**TASK DETAILS**
Can you reproduce all of the records below word for word, with nothing added, dropped, or changed?

**DATA TO USE**
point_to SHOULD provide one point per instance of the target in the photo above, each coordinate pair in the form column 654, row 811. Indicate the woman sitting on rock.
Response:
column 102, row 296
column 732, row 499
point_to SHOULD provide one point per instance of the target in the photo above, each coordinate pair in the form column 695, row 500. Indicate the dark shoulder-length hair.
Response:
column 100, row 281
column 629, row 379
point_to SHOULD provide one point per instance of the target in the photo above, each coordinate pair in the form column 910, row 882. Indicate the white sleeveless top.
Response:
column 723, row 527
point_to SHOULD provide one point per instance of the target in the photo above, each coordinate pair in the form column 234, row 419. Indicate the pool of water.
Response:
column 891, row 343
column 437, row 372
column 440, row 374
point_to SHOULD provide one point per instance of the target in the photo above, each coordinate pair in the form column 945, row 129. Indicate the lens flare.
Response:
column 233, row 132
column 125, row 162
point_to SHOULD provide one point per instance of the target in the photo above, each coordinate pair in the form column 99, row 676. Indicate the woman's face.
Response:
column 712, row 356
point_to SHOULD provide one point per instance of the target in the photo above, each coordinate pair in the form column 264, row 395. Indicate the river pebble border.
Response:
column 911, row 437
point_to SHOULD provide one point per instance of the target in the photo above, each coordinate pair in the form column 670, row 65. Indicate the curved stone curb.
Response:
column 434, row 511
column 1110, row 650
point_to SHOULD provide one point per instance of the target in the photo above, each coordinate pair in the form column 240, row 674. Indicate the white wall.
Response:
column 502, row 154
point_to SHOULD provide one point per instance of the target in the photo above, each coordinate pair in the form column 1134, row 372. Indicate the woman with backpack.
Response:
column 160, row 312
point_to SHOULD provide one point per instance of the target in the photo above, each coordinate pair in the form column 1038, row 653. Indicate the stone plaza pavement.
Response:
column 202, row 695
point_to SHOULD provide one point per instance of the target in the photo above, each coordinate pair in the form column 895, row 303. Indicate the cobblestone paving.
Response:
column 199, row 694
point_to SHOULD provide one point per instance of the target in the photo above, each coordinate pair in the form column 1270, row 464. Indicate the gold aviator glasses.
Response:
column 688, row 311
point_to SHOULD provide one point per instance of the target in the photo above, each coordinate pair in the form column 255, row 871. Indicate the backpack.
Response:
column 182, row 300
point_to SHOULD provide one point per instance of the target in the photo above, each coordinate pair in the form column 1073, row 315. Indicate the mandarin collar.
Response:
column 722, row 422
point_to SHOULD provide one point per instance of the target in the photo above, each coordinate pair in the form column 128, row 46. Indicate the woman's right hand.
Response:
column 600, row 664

**TASK RESPONSE**
point_to SHOULD provide one point per instance of the target in the photo above, each coordinate pair in the form column 654, row 811. Indicate the woman sitting on rock.
Response:
column 102, row 296
column 732, row 499
point_to SHOULD provide one point per instance of the target in the photo above, each coordinate pair in the form column 695, row 500. Indicate the dark shoulder-length hair.
Response:
column 100, row 281
column 629, row 379
point_to SHOULD provide one point per instance of the target in the photo above, each coordinate pair in the form column 910, row 882. Indicate the white sleeveless top.
Response:
column 723, row 527
point_to SHOULD provide one point per instance of the target in the photo above, each coordinate pair in the form column 234, row 419. Indicate the pool of water.
Response:
column 891, row 343
column 437, row 372
column 440, row 374
point_to SHOULD provide one point per instance of the target in the photo above, each coordinate pair in the form column 945, row 129. Indicate the lens flare.
Response:
column 233, row 132
column 125, row 162
point_to SHOULD provide one point per instance of the target in the photo above, each coordinate pair in the form column 99, row 676. Indicate the woman's face.
Response:
column 712, row 356
point_to SHOULD provide one point per instance of the target in the photo above, each coordinate pair in the form column 264, row 395. Indicate the river pebble border.
Response:
column 911, row 437
point_to SHOULD provide one point per instance of the target in the photo above, each coordinate pair in the form column 670, row 65. Indicate the curved stone curb.
Response:
column 434, row 511
column 1110, row 650
point_to SHOULD provide one point per instance of the target in the photo above, each coordinate pair in the form column 240, row 674. Indicate the white wall.
Response:
column 502, row 154
point_to SHOULD provide one point per instance of the target in the photo above, each coordinate pair in the form column 1134, row 372. Indicate the woman with backpack.
Response:
column 160, row 312
point_to SHOULD provide one point per instance of the target in the photo above, each coordinate pair in the form column 1038, row 653. Indicate the stone plaza pavement.
Response:
column 202, row 695
point_to SHOULD provide one point per instance of the target in the photo above, each coordinate pair in the form column 895, row 303. Indicate the cobblestone paving.
Response:
column 199, row 694
point_to SHOULD provide one point per instance of the target in the photo above, each coordinate pair in the form column 1270, row 464. Indicate the gold aviator glasses.
Response:
column 688, row 311
point_to SHOULD provide one point per instance of the target in the photo above, each coordinate pair in the form column 255, row 871. Indicate the backpack.
Response:
column 182, row 300
point_to SHOULD provide one point per instance of the target in the photo above, each coordinate pair in the form column 1073, row 315. Indicate the mandarin collar.
Response:
column 722, row 422
point_to SHOULD provide one point per instance of the target in the photo above, each coordinate pair in the form column 128, row 46. Indicate the woman's right hand.
Response:
column 600, row 664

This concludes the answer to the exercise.